Job - Take the line containing "[point] every instance of the distant" and every line after it in the data below, and print them exactly as given, with nothing else.

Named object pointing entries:
——————

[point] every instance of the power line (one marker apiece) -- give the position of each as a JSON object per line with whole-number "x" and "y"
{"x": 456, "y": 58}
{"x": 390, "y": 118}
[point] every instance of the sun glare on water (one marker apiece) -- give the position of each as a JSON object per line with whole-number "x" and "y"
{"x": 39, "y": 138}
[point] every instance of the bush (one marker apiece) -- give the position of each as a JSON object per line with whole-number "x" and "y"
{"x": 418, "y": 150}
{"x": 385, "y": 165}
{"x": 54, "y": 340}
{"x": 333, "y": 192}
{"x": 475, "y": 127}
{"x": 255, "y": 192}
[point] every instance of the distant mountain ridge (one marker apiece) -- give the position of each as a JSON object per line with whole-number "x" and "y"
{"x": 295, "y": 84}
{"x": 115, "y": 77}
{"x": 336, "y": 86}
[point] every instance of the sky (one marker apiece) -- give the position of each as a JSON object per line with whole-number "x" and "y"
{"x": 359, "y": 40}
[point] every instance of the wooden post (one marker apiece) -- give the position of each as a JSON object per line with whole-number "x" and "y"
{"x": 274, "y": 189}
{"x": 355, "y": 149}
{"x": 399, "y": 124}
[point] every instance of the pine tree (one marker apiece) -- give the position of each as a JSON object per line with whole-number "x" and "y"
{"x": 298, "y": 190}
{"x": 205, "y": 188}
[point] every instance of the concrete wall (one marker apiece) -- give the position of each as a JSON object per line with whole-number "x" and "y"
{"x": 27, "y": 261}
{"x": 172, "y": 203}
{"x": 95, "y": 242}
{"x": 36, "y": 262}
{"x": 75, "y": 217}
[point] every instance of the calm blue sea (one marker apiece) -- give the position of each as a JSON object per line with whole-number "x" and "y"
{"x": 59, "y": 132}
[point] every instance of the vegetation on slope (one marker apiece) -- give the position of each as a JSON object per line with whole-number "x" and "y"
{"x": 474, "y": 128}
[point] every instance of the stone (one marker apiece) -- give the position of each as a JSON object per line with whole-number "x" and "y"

——————

Response to this task -
[point] every instance of the distant mountain ridge (one marker apiece) -- give the position of each as a JSON object per line with whole-number "x" and "y"
{"x": 295, "y": 84}
{"x": 115, "y": 77}
{"x": 336, "y": 86}
[point] every instance of the sky (one marker apiece) -- give the position of each as a JSON object per line with whole-number "x" and "y"
{"x": 359, "y": 40}
[point] every instance of the wooden post (one marker apiece) -- give the position of each as a JSON object per line with whole-number "x" and "y"
{"x": 274, "y": 189}
{"x": 355, "y": 149}
{"x": 399, "y": 124}
[point] every instance of the pine tree (one marker apiece) -- give the position of each as a JSON object per line with whole-number "x" and "y"
{"x": 298, "y": 190}
{"x": 205, "y": 188}
[point] every instance of the concrete wall (one marker apiece) -- give the position of each as a JSON object per line with whole-number "x" and "y"
{"x": 27, "y": 261}
{"x": 172, "y": 203}
{"x": 95, "y": 242}
{"x": 36, "y": 262}
{"x": 75, "y": 217}
[point] every instance of the calm blue sea (one marker apiece) -- give the position of each as a JSON object per line with whole-number "x" and "y"
{"x": 59, "y": 132}
[point] every instance of the vegetation on slope (one marker apiece) -- give the position of each as a JSON object per line with whole-number "x" and "y"
{"x": 474, "y": 128}
[point] every instance of the stone (one marker apiece) -- give the position of each as a JSON object per line with whole-number "x" and "y"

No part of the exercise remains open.